::: Text passage

Intracranial solitary fibrous tumor/hemangiopericytoma (HPC) is a rare and aggressive tumor. We conducted this retrospective study to investigate the outcome of patients after treatment, the efficacy of postoperative adjuvant radiotherapy, and the factors not conducive to total resection.

Methods:

We conducted a retrospective review of the medical records of patients harboring fresh intracranial solitary fibrous tumor/HPC treated from January 2009 to December 2019 in our hospital. We reviewed their clinical presentations, radiologic appearances, tumor size and location, extent of resection, estimate intraoperative blood loss, treatment modalities and results, and duration of follow-up.

Results:

There were seven consecutive patients (three males and four females). The ages of the patients at the time of diagnosis ranged from 35 to 77 years (mean: 52.86 years). Five patients (71.43%) got tumor bigger than 5 cm in dimension and only 1 patient (14.29%) underwent gross total tumor resection in the first operation without complication. Five patients (71.43%) underwent postoperative adjuvant radiotherapy. Follow-up period ranged from 4.24 to 123.55 months and the median follow-up period was 91.36 months. Three patients had favorable outcome with Glasgow Outcome Scale (GOS) equal to 4; four patients had unfavorable outcome with GOS equal to 2 or 3. No mortality was happened.

Conclusion:

Gross total tumor resection in the initial surgery is very important to achieve a better outcome. Massive intraoperative bleeding and venous sinus or major vessels adjoining are factors not conducive to total resection. Radiotherapy can be administered as adjuvant therapy for cases showing an aggressive phenotype or not treated with gross total resection.

Keywords

Intracranial solitary fibrous tumor/hemangiopericytoma
Massive intraoperative bleeding
Postoperative adjuvant radiotherapy

INTRODUCTION

Before the establishment of 2016 WHO classification of central nervous system (CNS) tumors, solitary fibrous tumor (SFT) and hemangiopericytoma (HPC) represented separate entities. The 2016 WHO classification of CNS tumors combined intracranial SFT and HPC into a single disease entity because of the discovery of NAB2-STAT6 fusion using whole-exome sequencing.[5,10] Intracranial HPC was first reported by Begg and Garret in 1954, which accounts less than 1% of all primary CNS tumors.[4] HPC is a highly vascularized mesenchymal tumor that develops from pericytes which comprise the walls of capillaries and postcapillary venules with aggressive behavior.[4] We would like to review our cases of intracranial SFT/HPC based on the 2016 WHO classification of CNS tumors to investigate the outcome of patients after treatment, the efficacy of postoperative adjuvant radiotherapy, and the factors not conducive to total resection of the tumor.

::::::
::: Given entries

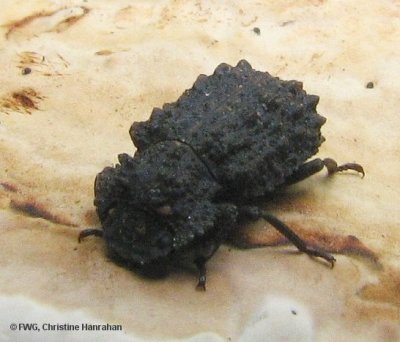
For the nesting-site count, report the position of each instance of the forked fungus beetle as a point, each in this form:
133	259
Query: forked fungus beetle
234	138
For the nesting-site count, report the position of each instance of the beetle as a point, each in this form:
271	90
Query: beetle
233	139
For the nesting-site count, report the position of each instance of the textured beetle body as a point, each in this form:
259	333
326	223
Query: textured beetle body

::::::
::: Given entries

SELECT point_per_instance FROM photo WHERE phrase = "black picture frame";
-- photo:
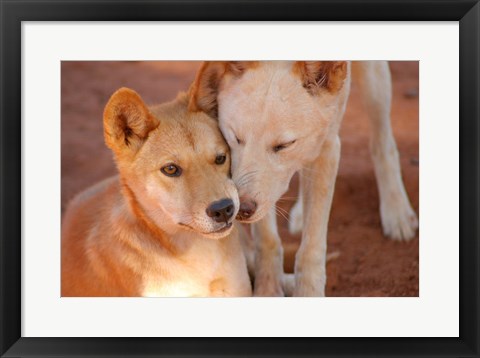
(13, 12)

::::::
::: Given entries

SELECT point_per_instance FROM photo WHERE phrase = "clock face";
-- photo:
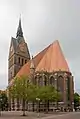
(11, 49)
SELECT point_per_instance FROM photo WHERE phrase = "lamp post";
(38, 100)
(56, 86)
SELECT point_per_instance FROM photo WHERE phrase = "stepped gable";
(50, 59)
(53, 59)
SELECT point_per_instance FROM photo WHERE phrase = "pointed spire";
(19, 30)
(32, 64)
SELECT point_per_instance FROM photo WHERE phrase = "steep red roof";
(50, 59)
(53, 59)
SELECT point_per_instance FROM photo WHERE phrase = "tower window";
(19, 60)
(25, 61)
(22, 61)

::::::

What to produce: Reproduce word for word the part of the hemangiopericytoma study text starting at "We conducted a" and ending at "duration of follow-up.".

Response area:
We conducted a retrospective review of the medical records of patients harboring fresh intracranial solitary fibrous tumor/HPC treated from January 2009 to December 2019 in our hospital. We reviewed their clinical presentations, radiologic appearances, tumor size and location, extent of resection, estimate intraoperative blood loss, treatment modalities and results, and duration of follow-up.